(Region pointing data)
--*--
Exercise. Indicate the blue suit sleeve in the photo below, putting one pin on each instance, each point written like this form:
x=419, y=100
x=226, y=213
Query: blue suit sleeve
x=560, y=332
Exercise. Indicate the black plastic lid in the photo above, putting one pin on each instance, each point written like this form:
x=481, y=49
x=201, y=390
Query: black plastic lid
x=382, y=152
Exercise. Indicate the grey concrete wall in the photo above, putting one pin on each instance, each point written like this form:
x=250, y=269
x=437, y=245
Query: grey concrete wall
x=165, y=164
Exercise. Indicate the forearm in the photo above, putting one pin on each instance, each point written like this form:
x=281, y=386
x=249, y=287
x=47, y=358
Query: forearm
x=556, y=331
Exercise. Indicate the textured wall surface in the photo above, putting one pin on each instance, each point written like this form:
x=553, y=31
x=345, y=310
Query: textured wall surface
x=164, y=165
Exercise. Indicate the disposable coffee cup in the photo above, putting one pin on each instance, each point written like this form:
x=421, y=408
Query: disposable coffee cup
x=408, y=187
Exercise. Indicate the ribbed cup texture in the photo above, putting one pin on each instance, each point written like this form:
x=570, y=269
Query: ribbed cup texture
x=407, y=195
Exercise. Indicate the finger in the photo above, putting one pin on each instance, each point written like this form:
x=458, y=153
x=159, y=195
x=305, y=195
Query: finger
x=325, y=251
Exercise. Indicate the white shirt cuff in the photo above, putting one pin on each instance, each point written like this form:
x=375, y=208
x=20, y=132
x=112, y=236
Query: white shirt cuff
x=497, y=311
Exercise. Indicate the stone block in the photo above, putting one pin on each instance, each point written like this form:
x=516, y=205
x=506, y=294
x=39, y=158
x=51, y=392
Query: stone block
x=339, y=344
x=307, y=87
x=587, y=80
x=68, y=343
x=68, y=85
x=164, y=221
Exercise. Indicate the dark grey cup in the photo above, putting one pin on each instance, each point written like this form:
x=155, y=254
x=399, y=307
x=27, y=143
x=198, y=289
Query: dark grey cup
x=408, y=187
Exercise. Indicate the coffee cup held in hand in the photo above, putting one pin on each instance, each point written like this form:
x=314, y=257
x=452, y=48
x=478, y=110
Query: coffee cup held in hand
--*--
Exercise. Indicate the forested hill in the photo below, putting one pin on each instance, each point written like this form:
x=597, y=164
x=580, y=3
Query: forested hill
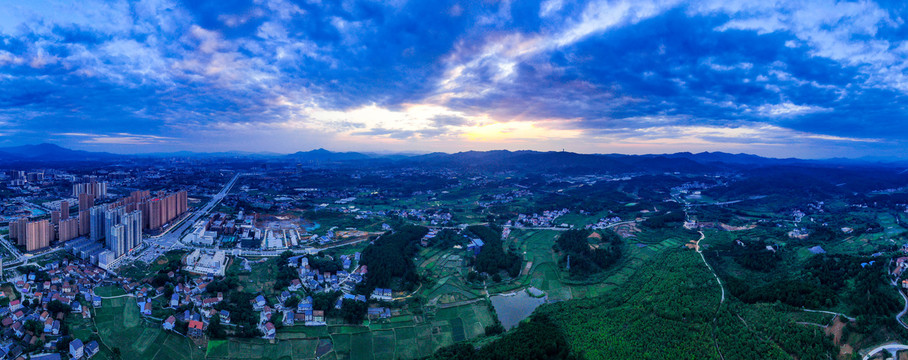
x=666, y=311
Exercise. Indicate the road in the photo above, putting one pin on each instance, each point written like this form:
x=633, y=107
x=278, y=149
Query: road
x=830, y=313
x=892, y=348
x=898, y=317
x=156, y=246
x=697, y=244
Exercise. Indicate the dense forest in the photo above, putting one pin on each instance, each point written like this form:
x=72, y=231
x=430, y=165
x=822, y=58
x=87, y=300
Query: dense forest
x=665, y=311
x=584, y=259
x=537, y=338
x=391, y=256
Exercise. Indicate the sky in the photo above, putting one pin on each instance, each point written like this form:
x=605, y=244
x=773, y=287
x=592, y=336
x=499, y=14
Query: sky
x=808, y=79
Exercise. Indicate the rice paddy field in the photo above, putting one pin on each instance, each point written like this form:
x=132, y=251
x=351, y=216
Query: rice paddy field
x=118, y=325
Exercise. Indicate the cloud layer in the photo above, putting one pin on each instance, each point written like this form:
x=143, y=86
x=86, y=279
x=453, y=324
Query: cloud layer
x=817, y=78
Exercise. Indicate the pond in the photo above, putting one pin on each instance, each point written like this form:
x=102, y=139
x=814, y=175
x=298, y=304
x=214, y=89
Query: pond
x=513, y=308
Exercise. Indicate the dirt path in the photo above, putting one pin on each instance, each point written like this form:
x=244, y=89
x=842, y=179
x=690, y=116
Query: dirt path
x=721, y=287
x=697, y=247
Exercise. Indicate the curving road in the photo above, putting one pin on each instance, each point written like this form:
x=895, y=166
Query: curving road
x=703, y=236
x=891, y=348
--*--
[PROBLEM TO WORK ON]
Among the entries above, how many lines contain the string "below"? Write the number alone.

[ANSWER FOR THE TASK]
2